Excerpt from a dataset
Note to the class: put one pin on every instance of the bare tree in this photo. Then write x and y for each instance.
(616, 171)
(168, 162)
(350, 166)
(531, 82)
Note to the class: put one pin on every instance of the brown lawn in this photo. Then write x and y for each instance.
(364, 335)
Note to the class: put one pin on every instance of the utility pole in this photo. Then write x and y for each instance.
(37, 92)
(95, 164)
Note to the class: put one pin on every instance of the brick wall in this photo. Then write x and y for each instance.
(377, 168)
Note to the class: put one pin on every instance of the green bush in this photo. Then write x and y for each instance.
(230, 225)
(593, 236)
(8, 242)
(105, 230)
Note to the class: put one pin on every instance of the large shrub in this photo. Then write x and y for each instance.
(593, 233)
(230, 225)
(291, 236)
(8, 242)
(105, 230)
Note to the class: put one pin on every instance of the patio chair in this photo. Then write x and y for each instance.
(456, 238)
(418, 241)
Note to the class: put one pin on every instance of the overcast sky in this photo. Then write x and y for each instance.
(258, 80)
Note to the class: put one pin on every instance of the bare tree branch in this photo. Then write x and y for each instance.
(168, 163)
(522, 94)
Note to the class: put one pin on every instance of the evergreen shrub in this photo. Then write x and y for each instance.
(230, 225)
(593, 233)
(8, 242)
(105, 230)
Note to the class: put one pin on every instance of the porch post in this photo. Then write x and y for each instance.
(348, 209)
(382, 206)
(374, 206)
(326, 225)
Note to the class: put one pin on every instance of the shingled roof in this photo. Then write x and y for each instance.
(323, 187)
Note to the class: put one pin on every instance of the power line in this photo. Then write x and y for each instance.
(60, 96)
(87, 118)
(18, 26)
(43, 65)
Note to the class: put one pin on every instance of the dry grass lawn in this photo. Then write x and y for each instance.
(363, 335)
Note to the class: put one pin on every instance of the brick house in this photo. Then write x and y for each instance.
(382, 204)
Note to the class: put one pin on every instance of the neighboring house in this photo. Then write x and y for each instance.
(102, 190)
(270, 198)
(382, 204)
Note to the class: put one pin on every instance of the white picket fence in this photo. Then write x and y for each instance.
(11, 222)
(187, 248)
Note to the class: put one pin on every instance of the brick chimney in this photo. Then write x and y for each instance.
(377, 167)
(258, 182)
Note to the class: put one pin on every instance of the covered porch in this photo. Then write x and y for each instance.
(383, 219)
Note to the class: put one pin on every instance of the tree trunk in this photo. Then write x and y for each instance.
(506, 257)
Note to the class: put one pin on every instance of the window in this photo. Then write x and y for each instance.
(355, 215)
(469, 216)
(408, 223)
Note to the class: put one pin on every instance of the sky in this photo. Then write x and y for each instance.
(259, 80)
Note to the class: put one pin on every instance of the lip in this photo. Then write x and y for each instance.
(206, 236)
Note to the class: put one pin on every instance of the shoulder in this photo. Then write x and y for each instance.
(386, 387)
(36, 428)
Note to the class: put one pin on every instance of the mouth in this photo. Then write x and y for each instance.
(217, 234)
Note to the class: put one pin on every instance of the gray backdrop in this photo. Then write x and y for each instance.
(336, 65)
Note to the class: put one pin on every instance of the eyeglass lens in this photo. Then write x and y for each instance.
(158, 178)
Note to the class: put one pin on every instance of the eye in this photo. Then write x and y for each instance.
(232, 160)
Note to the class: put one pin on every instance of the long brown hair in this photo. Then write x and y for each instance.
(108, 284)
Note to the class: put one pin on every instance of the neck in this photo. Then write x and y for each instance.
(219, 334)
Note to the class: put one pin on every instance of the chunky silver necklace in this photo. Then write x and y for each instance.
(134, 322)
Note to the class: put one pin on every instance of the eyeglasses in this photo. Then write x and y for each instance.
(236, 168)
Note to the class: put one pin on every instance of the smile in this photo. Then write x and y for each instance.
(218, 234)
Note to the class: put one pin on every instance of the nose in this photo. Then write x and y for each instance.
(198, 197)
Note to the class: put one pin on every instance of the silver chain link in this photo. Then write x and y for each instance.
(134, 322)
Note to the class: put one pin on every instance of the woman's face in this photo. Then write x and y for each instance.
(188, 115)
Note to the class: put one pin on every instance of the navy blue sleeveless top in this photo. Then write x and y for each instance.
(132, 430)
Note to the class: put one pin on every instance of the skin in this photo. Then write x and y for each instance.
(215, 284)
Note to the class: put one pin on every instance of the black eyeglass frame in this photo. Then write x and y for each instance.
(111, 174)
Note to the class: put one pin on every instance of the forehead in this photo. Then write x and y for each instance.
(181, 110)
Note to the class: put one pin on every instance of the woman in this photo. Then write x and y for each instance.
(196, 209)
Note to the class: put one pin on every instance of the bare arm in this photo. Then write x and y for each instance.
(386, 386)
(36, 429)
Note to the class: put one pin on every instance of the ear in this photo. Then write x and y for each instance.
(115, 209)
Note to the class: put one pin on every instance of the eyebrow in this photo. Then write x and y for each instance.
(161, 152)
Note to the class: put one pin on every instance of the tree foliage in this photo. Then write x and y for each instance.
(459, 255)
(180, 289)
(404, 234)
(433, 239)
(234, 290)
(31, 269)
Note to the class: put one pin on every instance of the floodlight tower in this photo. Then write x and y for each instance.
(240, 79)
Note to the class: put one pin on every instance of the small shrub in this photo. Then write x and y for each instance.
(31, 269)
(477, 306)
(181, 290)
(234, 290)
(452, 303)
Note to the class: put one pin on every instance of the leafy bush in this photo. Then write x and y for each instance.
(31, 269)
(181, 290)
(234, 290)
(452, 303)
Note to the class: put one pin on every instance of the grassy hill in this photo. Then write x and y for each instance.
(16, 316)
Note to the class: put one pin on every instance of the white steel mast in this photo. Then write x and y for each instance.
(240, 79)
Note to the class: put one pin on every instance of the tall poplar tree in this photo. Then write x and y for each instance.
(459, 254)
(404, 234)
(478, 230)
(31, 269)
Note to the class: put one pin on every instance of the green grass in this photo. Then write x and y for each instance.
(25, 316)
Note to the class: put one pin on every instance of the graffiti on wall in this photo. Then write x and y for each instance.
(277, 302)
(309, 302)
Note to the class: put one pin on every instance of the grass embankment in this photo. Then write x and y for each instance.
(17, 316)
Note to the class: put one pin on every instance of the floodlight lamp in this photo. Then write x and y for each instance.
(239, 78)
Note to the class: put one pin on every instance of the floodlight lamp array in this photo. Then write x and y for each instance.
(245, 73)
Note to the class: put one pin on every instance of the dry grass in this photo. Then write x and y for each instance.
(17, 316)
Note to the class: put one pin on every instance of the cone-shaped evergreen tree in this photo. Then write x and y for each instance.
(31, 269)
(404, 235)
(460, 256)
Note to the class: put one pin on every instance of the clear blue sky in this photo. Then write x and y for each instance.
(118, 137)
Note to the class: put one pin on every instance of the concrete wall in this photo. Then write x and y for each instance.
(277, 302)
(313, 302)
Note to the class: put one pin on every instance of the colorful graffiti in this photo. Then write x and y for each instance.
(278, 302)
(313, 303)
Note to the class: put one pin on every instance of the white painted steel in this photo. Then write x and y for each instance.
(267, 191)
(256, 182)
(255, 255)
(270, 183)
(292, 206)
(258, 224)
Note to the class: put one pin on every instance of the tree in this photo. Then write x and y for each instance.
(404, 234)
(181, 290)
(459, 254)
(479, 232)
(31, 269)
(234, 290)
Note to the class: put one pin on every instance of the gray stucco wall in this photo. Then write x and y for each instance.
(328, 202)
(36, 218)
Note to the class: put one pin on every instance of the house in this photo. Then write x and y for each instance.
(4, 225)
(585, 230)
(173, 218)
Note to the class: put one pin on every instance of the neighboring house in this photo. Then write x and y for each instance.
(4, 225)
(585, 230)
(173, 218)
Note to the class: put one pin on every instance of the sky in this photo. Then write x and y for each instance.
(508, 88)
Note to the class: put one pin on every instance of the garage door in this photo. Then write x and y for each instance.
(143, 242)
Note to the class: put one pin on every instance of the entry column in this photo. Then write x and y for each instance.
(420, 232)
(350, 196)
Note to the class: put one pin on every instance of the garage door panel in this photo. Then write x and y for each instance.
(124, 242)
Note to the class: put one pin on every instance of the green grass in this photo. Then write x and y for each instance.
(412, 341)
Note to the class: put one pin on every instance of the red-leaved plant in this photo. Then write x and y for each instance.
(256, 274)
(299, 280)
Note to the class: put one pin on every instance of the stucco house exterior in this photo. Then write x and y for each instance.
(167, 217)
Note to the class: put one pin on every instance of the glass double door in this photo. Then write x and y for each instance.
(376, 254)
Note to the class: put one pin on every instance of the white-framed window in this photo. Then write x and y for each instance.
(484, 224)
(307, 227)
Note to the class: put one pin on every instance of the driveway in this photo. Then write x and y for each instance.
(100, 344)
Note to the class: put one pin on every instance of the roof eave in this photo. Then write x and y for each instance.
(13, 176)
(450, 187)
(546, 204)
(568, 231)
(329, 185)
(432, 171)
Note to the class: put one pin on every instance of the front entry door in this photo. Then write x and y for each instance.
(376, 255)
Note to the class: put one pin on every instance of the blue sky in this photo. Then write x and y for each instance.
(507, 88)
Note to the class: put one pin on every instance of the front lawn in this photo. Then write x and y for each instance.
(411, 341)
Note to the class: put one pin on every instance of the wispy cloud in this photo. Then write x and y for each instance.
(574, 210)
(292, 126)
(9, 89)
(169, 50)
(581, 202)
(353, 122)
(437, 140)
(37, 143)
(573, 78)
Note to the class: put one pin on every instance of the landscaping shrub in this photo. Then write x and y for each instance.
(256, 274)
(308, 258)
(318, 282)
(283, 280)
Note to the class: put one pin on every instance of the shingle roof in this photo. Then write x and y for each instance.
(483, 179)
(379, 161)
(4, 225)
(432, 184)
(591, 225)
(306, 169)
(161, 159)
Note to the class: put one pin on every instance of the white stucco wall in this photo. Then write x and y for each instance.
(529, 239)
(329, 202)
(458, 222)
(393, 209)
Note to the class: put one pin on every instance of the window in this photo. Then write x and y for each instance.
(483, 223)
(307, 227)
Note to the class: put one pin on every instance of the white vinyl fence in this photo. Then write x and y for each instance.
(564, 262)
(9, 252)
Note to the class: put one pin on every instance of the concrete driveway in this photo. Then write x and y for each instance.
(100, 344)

TASK ::
Can you quote exactly the lines from the one containing "the front entry" through the last line of the records above, and nothing else?

RESPONSE TO THE TASK ::
Note to the class: put one pin on every instance of the front entry door in this photo. Then write x and y for each instance.
(376, 255)
Note to the class: put one pin on every instance of the blue sky in this photo. Then write x and y for each instance.
(507, 88)
Note to the class: put one pin on every instance of the front lawn in this photo. Then write x and y for each instance.
(411, 341)
Note to the class: put one pin on every instance of the wispy cloud in this photo. Then write x and y for each instance.
(574, 210)
(292, 126)
(9, 89)
(169, 50)
(581, 202)
(353, 122)
(437, 140)
(37, 143)
(573, 78)
Note to the class: put one pin on every instance of the landscaping shrub in this photo. Then write x and y for each instance.
(256, 274)
(308, 258)
(318, 282)
(283, 280)
Note to the class: put one pin on every instance of the shingle roof in this photo. Then write x and y for each instance.
(483, 179)
(379, 161)
(4, 225)
(432, 184)
(591, 225)
(306, 169)
(161, 159)
Note to the class: put one pin on every instance of the white stucco wall in this photo. Then write x and y for each instance.
(529, 239)
(329, 202)
(458, 222)
(393, 209)
Note to the class: put one pin on every instance of the window in this photo. Then write x and y for each instance.
(483, 223)
(307, 227)
Note to the class: put one pin on every instance of the white vinyl fence in this photo. Then write x and y for each instance.
(564, 262)
(9, 252)
Note to the class: put one pin on every instance of the concrete driveway in this photo. Then write x and y for each instance.
(100, 344)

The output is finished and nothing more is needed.